Could you reproduce, word for word, the lines of the rows below, beginning at the line that contains "Category: suit lapel" and stopping after the line that contains "pixel 679 504"?

──────── RECORDS FOR THIS EXERCISE ────────

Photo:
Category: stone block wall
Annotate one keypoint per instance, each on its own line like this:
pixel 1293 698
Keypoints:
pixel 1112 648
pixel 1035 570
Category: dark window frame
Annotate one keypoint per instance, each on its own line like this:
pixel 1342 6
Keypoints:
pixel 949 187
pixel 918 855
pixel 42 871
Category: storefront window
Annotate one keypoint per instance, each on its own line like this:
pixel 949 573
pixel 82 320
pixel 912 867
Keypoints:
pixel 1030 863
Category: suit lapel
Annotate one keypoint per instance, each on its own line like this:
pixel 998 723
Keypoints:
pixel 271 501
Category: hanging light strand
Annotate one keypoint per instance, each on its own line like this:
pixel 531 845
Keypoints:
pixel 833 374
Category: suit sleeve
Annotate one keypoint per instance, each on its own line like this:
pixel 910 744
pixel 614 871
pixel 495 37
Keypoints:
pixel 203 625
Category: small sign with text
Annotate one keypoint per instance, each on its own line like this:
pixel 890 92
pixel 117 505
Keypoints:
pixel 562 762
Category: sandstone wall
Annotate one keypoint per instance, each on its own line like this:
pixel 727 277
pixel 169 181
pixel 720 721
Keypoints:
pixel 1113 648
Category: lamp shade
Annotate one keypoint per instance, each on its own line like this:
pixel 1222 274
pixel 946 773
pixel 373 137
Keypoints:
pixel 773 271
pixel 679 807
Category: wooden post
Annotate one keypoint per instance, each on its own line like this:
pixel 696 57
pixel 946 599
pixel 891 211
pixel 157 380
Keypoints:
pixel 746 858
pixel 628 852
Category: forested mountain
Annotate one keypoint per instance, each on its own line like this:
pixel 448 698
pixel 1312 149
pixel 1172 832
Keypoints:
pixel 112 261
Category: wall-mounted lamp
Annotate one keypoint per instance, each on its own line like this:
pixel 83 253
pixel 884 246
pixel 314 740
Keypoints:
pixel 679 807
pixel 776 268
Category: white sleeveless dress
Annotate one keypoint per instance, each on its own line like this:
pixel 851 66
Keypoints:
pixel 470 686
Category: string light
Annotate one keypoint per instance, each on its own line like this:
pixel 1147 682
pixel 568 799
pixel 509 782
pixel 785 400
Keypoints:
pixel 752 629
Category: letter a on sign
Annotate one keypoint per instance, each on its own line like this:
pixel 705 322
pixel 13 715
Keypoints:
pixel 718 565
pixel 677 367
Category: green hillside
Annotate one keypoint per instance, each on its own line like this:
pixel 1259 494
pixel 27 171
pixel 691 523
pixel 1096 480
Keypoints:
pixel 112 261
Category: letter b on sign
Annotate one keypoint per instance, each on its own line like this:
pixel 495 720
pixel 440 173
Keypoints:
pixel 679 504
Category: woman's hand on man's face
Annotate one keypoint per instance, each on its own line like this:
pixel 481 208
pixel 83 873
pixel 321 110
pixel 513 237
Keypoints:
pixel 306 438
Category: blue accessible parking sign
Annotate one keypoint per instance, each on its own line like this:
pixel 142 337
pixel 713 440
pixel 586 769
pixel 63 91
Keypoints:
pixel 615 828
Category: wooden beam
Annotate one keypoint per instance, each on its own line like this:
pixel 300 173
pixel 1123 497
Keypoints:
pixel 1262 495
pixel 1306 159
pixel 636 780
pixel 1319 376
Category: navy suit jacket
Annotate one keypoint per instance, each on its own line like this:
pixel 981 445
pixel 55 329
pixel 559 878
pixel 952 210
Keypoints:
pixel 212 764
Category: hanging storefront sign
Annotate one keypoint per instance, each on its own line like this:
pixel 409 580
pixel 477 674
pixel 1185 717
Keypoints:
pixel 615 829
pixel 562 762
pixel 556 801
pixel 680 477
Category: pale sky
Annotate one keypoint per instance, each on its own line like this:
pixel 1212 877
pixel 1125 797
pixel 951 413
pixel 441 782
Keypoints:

────────

RESPONSE =
Category: suit lapel
Annotate one keypoint per instance, each on its own line like this:
pixel 998 723
Keypoints:
pixel 271 501
Category: hanging light strand
Annotate one keypoint per instance, each on its own line like this:
pixel 531 845
Keypoints:
pixel 833 374
Category: suit sleeve
Annotate one keypoint per instance, each on its own line like this:
pixel 910 744
pixel 614 871
pixel 495 37
Keypoints:
pixel 203 625
Category: small sign with text
Annotate one keypoint per instance, each on its own line like this:
pixel 890 92
pixel 117 505
Keypoints:
pixel 562 762
Category: sandstone wall
Annotate one keypoint per instance, each on its own line like this:
pixel 727 277
pixel 169 181
pixel 720 721
Keypoints:
pixel 1113 648
Category: lamp shade
Annotate one keypoint per instance, each on its own line like this:
pixel 1222 274
pixel 946 773
pixel 373 137
Keypoints:
pixel 773 271
pixel 679 807
Category: wooden post
Annotate one keypoint per instance, each on its own line like this:
pixel 696 57
pixel 946 599
pixel 891 211
pixel 157 380
Keypoints:
pixel 746 858
pixel 628 852
Category: forested mountain
Annotate one keypoint per instance, each on its own line like this:
pixel 448 698
pixel 1312 149
pixel 1172 832
Keypoints:
pixel 112 261
Category: wall-mounted lamp
Annotate one keypoint per instance, each on its own line like this:
pixel 83 253
pixel 884 246
pixel 314 740
Keypoints:
pixel 679 807
pixel 776 268
Category: white sleeveless dress
Annotate one keypoint per instance, each on its own line like this:
pixel 851 66
Keypoints:
pixel 470 686
Category: string light
Annotate one keypoint per instance, each on its own line like this:
pixel 1147 682
pixel 568 799
pixel 509 782
pixel 785 400
Keypoints:
pixel 752 629
Category: letter a on sign
Annotate one keypoint per instance, each on its own line like this:
pixel 705 322
pixel 13 715
Keypoints:
pixel 718 565
pixel 677 367
Category: green hillside
Annotate one keypoint per instance, each on its own line like this:
pixel 1259 494
pixel 27 171
pixel 691 523
pixel 1096 480
Keypoints:
pixel 112 261
Category: letter b on sign
Annotate one keypoint per instance, each on its own line like this:
pixel 495 720
pixel 440 173
Keypoints:
pixel 679 504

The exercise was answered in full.